═════ EXTRAIT DU TEXTE
En matière de tendances, la sneaker continue de s'imposer comme le nouveau sac à main et représente aujourd'hui la moitié de nos ventes de chaussures. Le phénomène touche toutes les générations et se fait le reflet d'un changement de comportement qui laisse davantage la place au confort. C'est ce même rapport au bien-être, renforcé par la crise du Covid-19 et la montée du homewear de luxe, qui explique aussi le succès des souliers-pantoufles ou encore des sacs puffy.
Journal du Luxe
Vous l'avez évoqué, Monnier entend se distinguer par sa curation. Comment rester pertinent dans sa sélection de produits à l'heure où les cibles de consommation n'ont jamais été aussi fragmentées ?
══════════
═════ EXTRAIT DES DONNÉES
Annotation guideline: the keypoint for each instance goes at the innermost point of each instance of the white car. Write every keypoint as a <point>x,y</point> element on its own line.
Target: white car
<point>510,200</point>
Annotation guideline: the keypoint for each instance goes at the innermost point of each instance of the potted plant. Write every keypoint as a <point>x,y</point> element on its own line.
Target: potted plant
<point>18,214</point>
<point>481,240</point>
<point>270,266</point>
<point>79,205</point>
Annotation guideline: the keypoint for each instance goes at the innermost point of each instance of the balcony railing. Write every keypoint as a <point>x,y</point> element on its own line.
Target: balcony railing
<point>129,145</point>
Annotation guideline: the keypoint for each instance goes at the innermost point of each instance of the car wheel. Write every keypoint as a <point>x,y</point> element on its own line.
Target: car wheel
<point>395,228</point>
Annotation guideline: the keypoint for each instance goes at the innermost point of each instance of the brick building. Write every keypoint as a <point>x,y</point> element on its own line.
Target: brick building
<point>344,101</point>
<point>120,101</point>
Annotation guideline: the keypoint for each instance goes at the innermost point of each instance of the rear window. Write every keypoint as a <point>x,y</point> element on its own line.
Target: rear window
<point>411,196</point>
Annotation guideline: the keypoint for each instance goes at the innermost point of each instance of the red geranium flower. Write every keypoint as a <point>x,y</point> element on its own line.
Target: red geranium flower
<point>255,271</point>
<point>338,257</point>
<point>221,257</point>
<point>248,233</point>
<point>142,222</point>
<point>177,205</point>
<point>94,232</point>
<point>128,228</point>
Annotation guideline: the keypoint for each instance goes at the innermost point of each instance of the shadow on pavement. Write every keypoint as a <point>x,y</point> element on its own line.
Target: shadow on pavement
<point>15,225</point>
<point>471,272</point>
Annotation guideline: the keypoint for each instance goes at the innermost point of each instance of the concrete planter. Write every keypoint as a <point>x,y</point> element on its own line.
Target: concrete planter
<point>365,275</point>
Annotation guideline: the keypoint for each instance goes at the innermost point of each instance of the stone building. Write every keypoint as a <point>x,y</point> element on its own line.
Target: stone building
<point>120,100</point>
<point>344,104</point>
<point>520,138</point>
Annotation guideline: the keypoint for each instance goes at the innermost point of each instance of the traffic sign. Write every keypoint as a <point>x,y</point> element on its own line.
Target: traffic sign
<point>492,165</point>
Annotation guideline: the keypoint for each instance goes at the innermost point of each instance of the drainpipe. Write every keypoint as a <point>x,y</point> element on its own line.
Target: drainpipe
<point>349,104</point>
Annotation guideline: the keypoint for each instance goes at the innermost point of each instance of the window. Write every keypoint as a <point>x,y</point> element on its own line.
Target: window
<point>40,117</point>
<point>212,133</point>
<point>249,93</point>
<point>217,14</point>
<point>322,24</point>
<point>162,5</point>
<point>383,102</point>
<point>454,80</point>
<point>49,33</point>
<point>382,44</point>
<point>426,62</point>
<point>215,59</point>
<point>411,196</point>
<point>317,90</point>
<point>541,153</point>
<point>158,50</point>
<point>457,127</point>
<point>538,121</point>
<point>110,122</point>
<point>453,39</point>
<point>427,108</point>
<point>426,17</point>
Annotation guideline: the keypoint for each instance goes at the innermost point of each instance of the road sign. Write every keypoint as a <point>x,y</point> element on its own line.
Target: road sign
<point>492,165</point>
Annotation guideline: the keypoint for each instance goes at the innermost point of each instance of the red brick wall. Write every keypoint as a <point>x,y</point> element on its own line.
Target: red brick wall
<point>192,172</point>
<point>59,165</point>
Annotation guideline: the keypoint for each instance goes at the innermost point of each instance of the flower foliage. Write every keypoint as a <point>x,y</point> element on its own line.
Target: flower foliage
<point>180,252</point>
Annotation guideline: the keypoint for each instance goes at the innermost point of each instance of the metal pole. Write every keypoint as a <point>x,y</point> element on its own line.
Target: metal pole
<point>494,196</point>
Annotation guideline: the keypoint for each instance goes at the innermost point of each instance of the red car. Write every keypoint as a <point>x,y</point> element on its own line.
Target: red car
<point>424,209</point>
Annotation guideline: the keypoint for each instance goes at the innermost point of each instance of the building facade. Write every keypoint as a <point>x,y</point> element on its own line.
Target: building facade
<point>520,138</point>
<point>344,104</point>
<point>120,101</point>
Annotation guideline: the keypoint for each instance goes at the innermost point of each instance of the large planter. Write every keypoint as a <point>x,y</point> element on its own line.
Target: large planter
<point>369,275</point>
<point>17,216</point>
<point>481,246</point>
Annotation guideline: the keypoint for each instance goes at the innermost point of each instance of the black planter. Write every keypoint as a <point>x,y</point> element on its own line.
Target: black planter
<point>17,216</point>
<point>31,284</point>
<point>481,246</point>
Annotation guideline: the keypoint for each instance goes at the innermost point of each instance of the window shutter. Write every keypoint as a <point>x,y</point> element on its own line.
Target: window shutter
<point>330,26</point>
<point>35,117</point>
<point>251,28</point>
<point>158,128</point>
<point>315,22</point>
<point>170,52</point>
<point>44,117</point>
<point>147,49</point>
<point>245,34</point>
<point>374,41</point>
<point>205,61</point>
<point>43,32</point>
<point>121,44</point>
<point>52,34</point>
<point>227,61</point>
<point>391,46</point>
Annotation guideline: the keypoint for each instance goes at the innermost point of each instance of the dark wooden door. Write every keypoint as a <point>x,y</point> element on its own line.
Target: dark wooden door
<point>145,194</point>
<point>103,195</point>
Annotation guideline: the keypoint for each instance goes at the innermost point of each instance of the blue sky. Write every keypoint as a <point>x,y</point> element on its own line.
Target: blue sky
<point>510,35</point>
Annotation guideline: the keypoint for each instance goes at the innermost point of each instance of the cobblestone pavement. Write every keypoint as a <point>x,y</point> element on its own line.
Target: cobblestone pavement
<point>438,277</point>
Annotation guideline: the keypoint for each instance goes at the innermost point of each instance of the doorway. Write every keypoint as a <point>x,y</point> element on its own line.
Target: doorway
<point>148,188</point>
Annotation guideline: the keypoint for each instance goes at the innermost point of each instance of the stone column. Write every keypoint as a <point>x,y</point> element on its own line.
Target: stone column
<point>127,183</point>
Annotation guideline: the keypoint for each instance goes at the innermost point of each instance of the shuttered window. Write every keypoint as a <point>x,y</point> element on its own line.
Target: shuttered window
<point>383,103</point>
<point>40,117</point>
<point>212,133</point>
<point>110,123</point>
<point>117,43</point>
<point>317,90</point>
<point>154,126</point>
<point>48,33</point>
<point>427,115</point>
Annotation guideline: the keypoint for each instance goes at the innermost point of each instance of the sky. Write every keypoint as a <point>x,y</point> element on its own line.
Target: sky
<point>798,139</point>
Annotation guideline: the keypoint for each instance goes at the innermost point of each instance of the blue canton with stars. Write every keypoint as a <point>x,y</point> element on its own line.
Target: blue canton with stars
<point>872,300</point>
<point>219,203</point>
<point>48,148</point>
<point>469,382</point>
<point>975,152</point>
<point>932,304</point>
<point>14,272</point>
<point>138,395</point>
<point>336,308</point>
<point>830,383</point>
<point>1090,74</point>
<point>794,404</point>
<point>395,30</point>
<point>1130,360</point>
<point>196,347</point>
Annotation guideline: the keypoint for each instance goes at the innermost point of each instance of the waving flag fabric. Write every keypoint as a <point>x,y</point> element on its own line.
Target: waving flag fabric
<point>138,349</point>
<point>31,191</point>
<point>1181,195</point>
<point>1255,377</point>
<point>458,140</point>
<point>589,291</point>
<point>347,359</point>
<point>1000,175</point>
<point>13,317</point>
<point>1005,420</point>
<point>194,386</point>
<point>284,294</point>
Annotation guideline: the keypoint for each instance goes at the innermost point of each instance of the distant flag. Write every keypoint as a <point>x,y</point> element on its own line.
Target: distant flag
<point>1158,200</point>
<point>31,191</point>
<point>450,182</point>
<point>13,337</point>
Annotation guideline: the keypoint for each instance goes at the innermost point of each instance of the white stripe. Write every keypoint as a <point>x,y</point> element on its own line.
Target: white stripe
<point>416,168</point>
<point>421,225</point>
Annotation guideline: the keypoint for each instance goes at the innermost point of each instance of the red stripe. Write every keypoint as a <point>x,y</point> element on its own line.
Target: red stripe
══════════
CONSIGNE: Reprenez l'entretien sur Monnier et les tendances de la mode, et poursuivez-le juste après sa dernière phrase.

RÉPONSE:
Diaa Elyaacoubi
Choisir une marque ou mettre en avant une tendance sur la seule base d'un ressenti ou d'une expérience, aussi excellente soit-elle, n'est pas suffisant. La data a un rôle capital à jouer. Chez Monnier, l'intelligence artificielle et les algorithmes nous aident à comprendre nos cibles avec finesse pour mieux les aider dans leurs choix grâce à des suggestions personnalisées. De même, nous sommes très attachés à l'oeil "parisien" de notre curation : cet angle, synonyme de pointu, est un atout auprès de notre clientèle internationale (ndlr. Monnier Frères a d'ailleurs amorcé la transition de sa dénomination de marque vers Monnier Paris). L'articulation globale de Monnier se retrouve dans notre mantra "Made in Fashion, Made in Tech, Made in Paris". Nous voulons véhiculer l'image du luxe, la force de la French Touch et de la French Tech en plus.